### Written instruction:
Repeat every item below word for word, keeping each line unchanged.

### Input records:
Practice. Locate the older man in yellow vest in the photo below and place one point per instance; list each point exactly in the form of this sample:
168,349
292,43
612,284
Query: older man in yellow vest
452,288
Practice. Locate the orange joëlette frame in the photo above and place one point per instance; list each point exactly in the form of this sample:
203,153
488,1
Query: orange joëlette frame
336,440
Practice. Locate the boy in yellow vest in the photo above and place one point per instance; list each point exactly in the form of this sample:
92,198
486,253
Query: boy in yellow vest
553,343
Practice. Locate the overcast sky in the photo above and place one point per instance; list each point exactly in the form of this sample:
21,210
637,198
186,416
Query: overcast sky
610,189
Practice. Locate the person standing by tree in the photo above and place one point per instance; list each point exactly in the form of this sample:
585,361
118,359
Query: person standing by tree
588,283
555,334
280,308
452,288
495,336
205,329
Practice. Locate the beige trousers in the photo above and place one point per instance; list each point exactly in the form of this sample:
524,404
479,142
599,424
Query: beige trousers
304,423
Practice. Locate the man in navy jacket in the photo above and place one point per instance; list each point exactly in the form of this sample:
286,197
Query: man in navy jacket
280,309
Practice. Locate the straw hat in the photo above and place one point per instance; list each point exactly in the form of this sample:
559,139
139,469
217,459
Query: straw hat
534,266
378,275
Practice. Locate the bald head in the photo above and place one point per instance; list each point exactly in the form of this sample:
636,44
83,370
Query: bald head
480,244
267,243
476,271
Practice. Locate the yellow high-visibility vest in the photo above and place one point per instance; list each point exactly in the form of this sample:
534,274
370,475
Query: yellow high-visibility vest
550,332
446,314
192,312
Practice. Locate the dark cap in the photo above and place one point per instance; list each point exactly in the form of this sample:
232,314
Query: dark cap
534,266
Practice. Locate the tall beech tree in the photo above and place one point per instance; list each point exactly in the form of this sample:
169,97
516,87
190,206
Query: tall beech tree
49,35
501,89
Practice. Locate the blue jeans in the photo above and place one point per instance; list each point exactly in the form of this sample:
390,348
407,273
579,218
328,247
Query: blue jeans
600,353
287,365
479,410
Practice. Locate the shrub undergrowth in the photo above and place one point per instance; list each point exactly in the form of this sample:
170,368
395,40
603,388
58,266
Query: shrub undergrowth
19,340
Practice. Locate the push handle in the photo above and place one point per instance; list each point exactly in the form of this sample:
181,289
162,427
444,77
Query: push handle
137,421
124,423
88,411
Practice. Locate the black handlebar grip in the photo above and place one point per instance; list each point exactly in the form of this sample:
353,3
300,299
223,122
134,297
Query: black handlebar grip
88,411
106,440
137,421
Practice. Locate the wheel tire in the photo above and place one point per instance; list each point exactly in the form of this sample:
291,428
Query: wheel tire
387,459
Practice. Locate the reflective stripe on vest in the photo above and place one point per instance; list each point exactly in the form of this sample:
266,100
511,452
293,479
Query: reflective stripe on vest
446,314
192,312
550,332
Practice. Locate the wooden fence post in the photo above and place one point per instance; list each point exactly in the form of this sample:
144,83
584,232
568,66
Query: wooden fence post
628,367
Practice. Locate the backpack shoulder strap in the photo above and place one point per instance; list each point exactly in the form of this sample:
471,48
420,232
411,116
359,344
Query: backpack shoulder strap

### The answer:
Practice. Locate the older man in yellow vest in the photo below and place one point per instance; list each point exactly in the form of this sample:
168,349
292,43
612,284
Query: older man in yellow vest
452,288
Practice. Locate the orange joëlette frame in the photo above and place one point per instance; list each point exactly in the form of this sample:
203,153
488,1
Query: orange joëlette frame
336,440
Practice. Locate the boy in yellow vest in the photo above and place one point per instance; list each point exactly in the form of this sample:
92,198
486,253
Query: boy in yellow vest
553,343
Practice. Locate the overcast sky in the photo above and place one point per instance; list each point exactly in the form of this sample:
21,210
637,198
186,416
Query: overcast sky
610,189
Practice. Locate the person standing by tree in the photo above and place one point per instance; list each point exactly in the form of this sample:
585,361
118,359
Query: person standing by tree
588,283
555,334
280,308
452,288
495,336
205,329
Practice. Locate the beige trousers in the photo above and place one point per instance; list each point exactly in the form of this sample:
524,404
479,142
599,424
Query: beige trousers
304,423
Practice. Locate the man in navy jacket in the photo above and place one point per instance; list each point exactly in the form of this sample:
286,197
Query: man in navy jacket
280,309
Practice. Locate the straw hat in the photo above and place one point per instance; list each point exactly in the form of this sample:
559,139
139,469
217,459
Query: straw hat
534,266
378,275
Practice. Locate the bald head in the photo above and place one point per instance; list each point exactly in the form of this sample:
636,44
83,370
Query: bald head
480,244
267,243
476,271
Practice. Locate the yellow high-visibility vest in the photo above and place one point per instance; list each point exactly in the form of this sample:
534,274
370,475
Query: yellow high-visibility vest
550,332
446,314
192,312
Practice. Locate the dark cap in the photo above and place one point per instance; list each point exactly in the form of this sample:
232,314
Query: dark cap
534,266
Practice. Locate the tall beech tree in the photo above and place one point per instance; list each point exactly in the form of this sample:
169,97
516,87
190,206
Query: tall beech tree
49,35
501,89
Practice. Locate the blue jeans in the photo above and place one point per instance; list each point exactly in the form of this sample:
390,348
407,273
579,218
328,247
Query: blue jeans
600,353
287,365
479,410
Practice. Locate the shrub undergrowth in the photo above and place one point per instance; list each point exactly in the form of this sample:
170,368
395,40
603,388
58,266
Query: shrub undergrowth
19,340
Practice. Locate the push handle in the photo above and place one point per instance; list each point exactly in the form of this sample:
181,289
162,427
444,77
Query: push handle
137,421
124,423
88,411
Practice. Locate the black handlebar grip in the photo above and place one point per instance; list each point exactly in the form of this sample:
353,3
300,299
223,122
134,297
Query: black handlebar grip
88,411
106,440
137,421
Practice. Locate the wheel tire in the photo above and place one point per instance; list each point exactly in the form of this sample:
291,428
Query: wheel tire
387,459
Practice. Locate the reflective stripe on vest in the photo above and place one point per instance; list each point exactly in the form of this sample:
266,100
511,452
293,479
Query: reflective stripe on vest
446,314
192,312
550,332
Practice. Locate the wooden fence post in the photo above and place one point per instance; list each point exactly in the form of this sample:
144,83
584,232
568,66
Query: wooden fence post
628,367
Practice. Locate the backpack shoulder strap in the photo above and place one point per instance; list each point exactly in the form of this sample:
471,48
420,232
411,116
359,344
Query: backpack shoulder strap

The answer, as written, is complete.